- **RETOS**:
1. ¿Puedes transcribir, en el texto sobre las Ninfas y la Diosa del Carnaval de Cádiz, el fragmento que empieza por "Algo así ocurre" y sigue hasta "esto para enumerarlos."?
2. ¿Cómo seguiría el texto sobre las Ninfas y la Diosa del Carnaval de Cádiz? Escribe su continuación a partir de la última frase.

- **TEXTO FACILITADO**:
- - - - - - -
Fotografía: Jesús Massó

Hay debates en los que la enorme desproporción entre los argumentos de un lado y los de otro es tan aplastante que en realidad ni siquiera son debates reales. Ocurre con el tema, por ejemplo, de las corridas de toros: los argumentos del lado de los pro-taurinos son tan enquencles, tan etéreos, tan pueriles y, en ocasiones, tan absurdos que a uno ni siquiera le apetece entrar al trapo, nunca mejor dicho. Al mismo tiempo, observamos que los argumentos del bando antagonista (es decir, los antitaurinos) son tan lógicos, tan rotundos y tan variados que a veces hasta llegamos a sentir cierta lástima por quienes tratan de defender, como desesperados gatos acorralados, la legitimidad de lo que se defiende.

Algo así ocurre con el debate en torno a la permanencia o no de la figura de las Ninfas y la Diosa en el Carnaval de Cádiz. Los argumentos contra el mantenimiento de esa obsoleta figura son tantos y tan aplastantes que no vamos aquí a enumerarlos. Son purito pensamiento libre. Son mero sentido común. Son blanco y en botella. Insistimos, no escribimos esto para enumerarlos.
- - - - - - -
- **DATOS EN BRUTO**:
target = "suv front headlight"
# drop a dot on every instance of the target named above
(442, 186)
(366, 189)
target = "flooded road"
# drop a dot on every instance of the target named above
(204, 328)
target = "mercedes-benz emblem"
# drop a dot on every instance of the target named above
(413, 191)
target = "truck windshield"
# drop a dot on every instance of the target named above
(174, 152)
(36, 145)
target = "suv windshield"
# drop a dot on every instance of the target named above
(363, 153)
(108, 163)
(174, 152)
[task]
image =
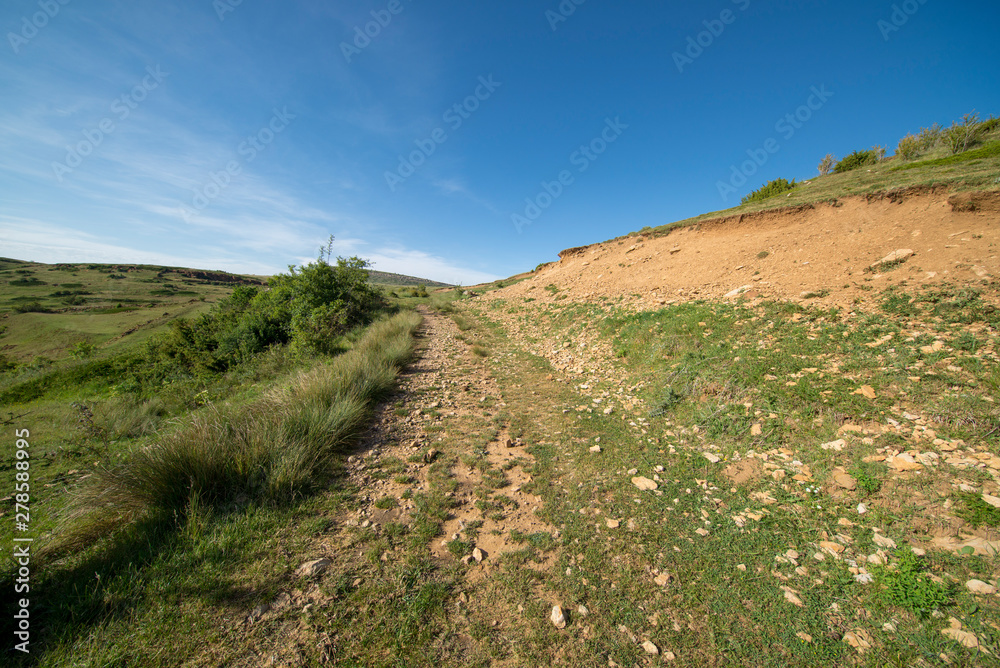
- - - - - - -
- **EN RESPUESTA**:
1.
Algo así ocurre con el debate en torno a la permanencia o no de la figura de las Ninfas y la Diosa en el Carnaval de Cádiz. Los argumentos contra el mantenimiento de esa obsoleta figura son tantos y tan aplastantes que no vamos aquí a enumerarlos. Son purito pensamiento libre. Son mero sentido común. Son blanco y en botella. Insistimos, no escribimos esto para enumerarlos.

2.
Lo que sí llama, por contra, la atención son los argumentos a favor de mantener algo tan extemporáneo, tan casposo, tan postizo y tan hortera como es ese concursillo femenino de fiesta de graduación de pueblo. Y son tan ridículos que casi da pena reproducirlos aquí. Por eso sí que nos quisiéramos brevísimamente detener, por contra, en un pequeño detalle, tan aparentemente insustancial como poderosamente revelador: oyendo en sus apariciones públicas a la representante del movimiento ninfal, hay algunas cosas que, involuntariamente, ya casi representan por sí mismos argumentos para acabar urgentemente con toda esta virutilla decimonónica. Si la oyen expresarse en los medios, ella se refiere a sus representadas constantemente como “las niñas”. Bajo el aparente matiz cariñoso con que se usa insistentemente ese desafortunado epíteto se esconde una manera terrible de concebir el rol de esas mujeres, su peligrosa infantilización y la perpetuación de su rol residual, secundario, marginal e intrascendente en una fiesta que necesita el urgente empoderamiento femenino en otras formas y maneras de ser parte activa. Ese paternalismo patriarcal, hipermasculino y condescendiente, que apesta a testosterona y a ranciedad, fluye por las rendijas del lenguaje de las propias implicadas y de sus representantes y defensores. Tras estas cosas no son necesarios ya más argumentos (aunque los haya, que los hay): la figura de Diosa y Ninfa fue un lamentable error ya desde su propia creación, una maniobra artera, discriminadora y decrépita con la que idealizar en aquellos tiempos a un modelo de mujer decorativo, dañino y necesariamente superable.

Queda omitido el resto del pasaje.